- **Your goal**
Arrange the stretch from the line containing "Could you please put a dot on the inner" through the line containing "column 199, row 767", both included, as a Markdown table with the columns Row and Line, leaving out blank lines.

---------- Recorded data

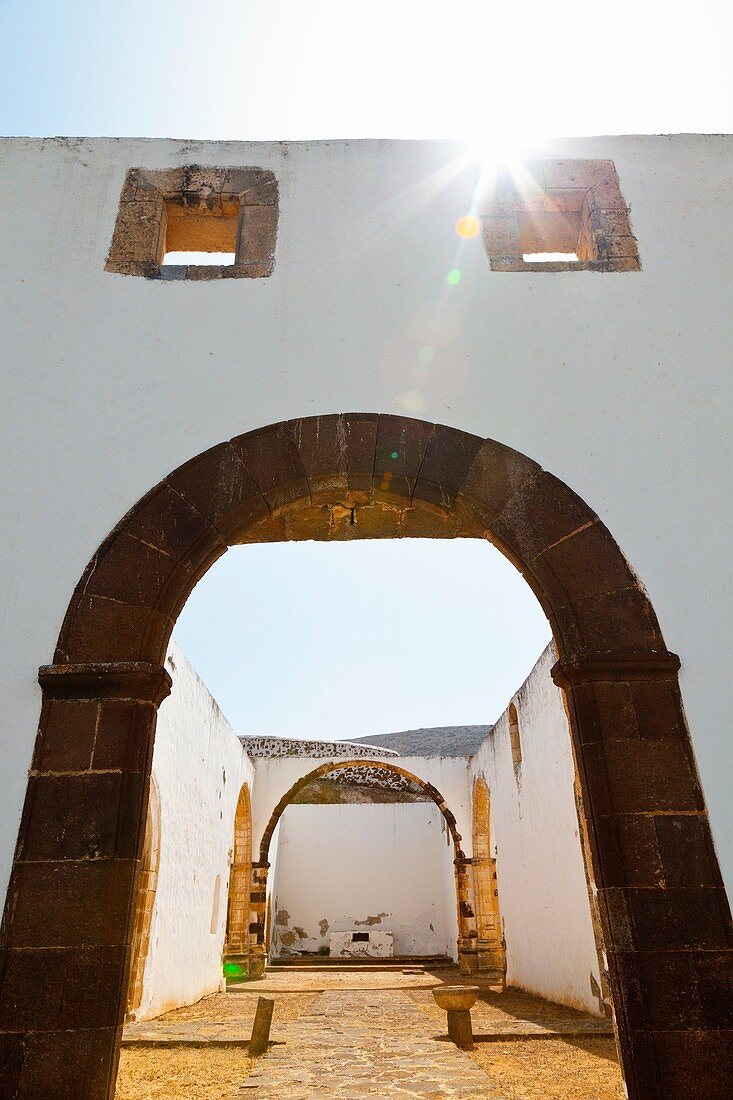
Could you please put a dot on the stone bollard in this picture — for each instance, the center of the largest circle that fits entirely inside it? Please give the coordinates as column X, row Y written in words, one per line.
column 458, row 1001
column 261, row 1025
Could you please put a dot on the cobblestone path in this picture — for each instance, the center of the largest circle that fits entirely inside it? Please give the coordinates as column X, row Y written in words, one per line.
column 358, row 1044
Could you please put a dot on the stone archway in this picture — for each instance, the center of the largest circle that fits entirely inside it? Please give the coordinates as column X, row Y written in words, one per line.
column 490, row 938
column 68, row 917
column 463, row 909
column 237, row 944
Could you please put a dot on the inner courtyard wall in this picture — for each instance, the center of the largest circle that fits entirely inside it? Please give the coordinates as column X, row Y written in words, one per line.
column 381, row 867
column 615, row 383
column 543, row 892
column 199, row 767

--------------------
---------- Recorded data

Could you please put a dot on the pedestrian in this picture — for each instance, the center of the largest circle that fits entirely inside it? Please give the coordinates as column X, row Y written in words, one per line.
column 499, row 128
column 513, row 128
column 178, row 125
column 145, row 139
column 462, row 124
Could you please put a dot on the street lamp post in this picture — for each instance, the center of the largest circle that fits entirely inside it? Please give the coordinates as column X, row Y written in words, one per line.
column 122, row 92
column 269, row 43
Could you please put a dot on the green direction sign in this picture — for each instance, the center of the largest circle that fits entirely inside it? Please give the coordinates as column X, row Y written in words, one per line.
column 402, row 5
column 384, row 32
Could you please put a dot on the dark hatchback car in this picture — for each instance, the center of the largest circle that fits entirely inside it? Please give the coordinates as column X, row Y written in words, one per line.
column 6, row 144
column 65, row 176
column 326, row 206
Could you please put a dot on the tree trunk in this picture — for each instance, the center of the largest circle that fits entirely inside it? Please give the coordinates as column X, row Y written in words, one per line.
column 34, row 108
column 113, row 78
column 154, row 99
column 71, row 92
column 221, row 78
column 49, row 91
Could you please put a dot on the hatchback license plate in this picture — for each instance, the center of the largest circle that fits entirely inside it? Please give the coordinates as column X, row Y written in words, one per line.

--------------------

- **Written response**
| Row | Line |
|---|---|
| 1 | Could you please put a dot on the inner courtyard wall in this picture — for each instance, the center of the largest circle that fits entirely inside it? Please give the coordinates as column X, row Y written in words, one per line. |
| 2 | column 381, row 867 |
| 3 | column 615, row 383 |
| 4 | column 543, row 892 |
| 5 | column 199, row 767 |